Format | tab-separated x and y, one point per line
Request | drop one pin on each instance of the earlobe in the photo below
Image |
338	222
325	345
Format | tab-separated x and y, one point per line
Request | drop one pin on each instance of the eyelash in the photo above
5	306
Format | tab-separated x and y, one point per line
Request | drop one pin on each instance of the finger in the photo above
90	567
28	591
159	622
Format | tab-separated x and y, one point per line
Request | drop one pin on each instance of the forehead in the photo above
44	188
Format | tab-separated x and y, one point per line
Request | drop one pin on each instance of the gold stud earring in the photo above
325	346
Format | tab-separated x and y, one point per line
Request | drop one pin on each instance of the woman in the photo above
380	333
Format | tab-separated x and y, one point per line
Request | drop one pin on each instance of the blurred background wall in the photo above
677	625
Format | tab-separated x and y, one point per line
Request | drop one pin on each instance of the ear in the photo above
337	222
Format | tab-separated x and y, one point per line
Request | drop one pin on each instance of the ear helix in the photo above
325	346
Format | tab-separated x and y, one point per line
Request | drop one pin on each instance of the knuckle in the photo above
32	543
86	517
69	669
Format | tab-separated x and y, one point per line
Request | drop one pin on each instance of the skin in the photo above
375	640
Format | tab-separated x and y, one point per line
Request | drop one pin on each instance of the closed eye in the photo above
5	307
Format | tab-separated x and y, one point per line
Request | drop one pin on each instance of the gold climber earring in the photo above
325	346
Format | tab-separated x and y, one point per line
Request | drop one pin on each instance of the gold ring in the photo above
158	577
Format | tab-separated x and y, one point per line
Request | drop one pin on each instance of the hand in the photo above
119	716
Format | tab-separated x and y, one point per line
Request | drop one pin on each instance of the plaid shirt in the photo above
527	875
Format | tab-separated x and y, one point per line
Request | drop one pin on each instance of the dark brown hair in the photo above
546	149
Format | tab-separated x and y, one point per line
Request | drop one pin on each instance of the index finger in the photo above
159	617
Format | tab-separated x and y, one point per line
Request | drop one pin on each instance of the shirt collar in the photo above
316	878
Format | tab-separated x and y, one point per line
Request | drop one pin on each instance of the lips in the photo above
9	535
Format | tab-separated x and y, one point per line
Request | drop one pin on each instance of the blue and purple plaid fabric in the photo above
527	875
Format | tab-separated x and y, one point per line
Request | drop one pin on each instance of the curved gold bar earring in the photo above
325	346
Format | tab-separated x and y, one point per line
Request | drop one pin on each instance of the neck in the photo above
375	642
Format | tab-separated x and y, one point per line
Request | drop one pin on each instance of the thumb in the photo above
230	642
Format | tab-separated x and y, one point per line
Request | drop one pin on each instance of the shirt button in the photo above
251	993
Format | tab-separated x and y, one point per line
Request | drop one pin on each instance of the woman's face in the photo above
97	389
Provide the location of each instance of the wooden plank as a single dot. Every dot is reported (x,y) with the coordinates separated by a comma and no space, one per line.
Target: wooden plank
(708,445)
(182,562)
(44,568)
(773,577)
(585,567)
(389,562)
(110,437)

(PROBLEM STATEMENT):
Print the listing in full, exactly as given.

(SOLUTION TO THIS EXERCISE):
Format | tab-separated x and y, one point per line
Request | drop one pin on each instance of the earlobe in the photo below
Image |
338	222
325	345
Format | tab-separated x and y, one point per line
Request | drop one pin on each instance of the eyelash in the photo above
5	306
Format | tab-separated x and y, one point per line
Request | drop one pin on each instance of the finger in the photo above
90	567
28	591
159	622
Format | tab-separated x and y, one point per line
Request | drop one pin on each instance of the forehead in the photo above
44	188
Format | tab-separated x and y, one point per line
Request | drop one pin on each instance of the gold stud earring in the photo above
325	346
Format | tab-separated x and y, one point per line
Request | drop one pin on each instance of the woman in the photo above
380	333
Format | tab-separated x and y, one point per line
Request | drop one pin on each instance of the blurred background wall in the photo above
677	625
Format | tab-separated x and y, one point per line
Request | drop one pin on each instance of the ear in the photo above
337	222
Format | tab-separated x and y, one point per line
Request | drop one pin on each instance of the ear helix in the photo above
325	346
Format | tab-separated x and y, one point per line
Request | drop one pin on each instance of the knuckle in the photo above
32	543
86	517
69	669
Format | tab-separated x and y, one point per line
Request | drop one pin on each instance of the skin in the photo above
375	640
Format | tab-separated x and y, one point per line
Request | drop one pin on each instance of the closed eye in the photo above
5	307
Format | tab-separated x and y, one point per line
Request | drop one pin on each instance of the gold climber earring in the photo above
325	346
Format | tab-separated x and y, one point per line
Request | drop one pin on each instance of the gold ring in the photo above
158	577
Format | tab-separated x and y, one point per line
Request | drop one pin on each instance of the hand in the photo above
119	716
Format | tab-separated x and y, one point per line
Request | drop one pin on each instance of the plaid shirt in the photo above
527	875
Format | tab-separated x and y, one point per line
Request | drop one pin on each instance of the dark brown hair in the photo above
546	149
Format | tab-separated x and y, one point per line
Request | drop one pin on each instance of the index finger in the photo above
159	617
Format | tab-separated x and y, one point per line
Request | drop one pin on each instance of the shirt collar in the photo above
316	878
Format | tab-separated x and y, one point per line
Request | drop one pin on each instance of the lips in the photo above
9	535
Format | tab-separated x and y, one point per line
Request | drop one pin on each instance of the blue and purple plaid fabric in the photo above
527	875
Format | tab-separated x and y, one point per line
Request | drop one pin on each instance of the curved gold bar earring in the photo above
325	346
Format | tab-separated x and y, one point per line
Request | drop one pin on each instance of the neck in the photo above
375	642
Format | tab-separated x and y, one point per line
Request | drop one pin on each instance of the thumb in the photo above
230	642
Format | tab-separated x and y, one point per line
Request | drop one pin on each instance of the shirt button in the photo above
251	993
Format | tab-separated x and y, one point per line
Request | drop one pin on each instance of the woman's face in the photo above
97	389
Provide the location of each instance of the wooden plank as a single dot. Every dot is reported (x,y) with the coordinates separated by a comma and no space, one per line.
Target: wooden plank
(708,445)
(182,562)
(44,568)
(773,577)
(585,567)
(389,562)
(110,437)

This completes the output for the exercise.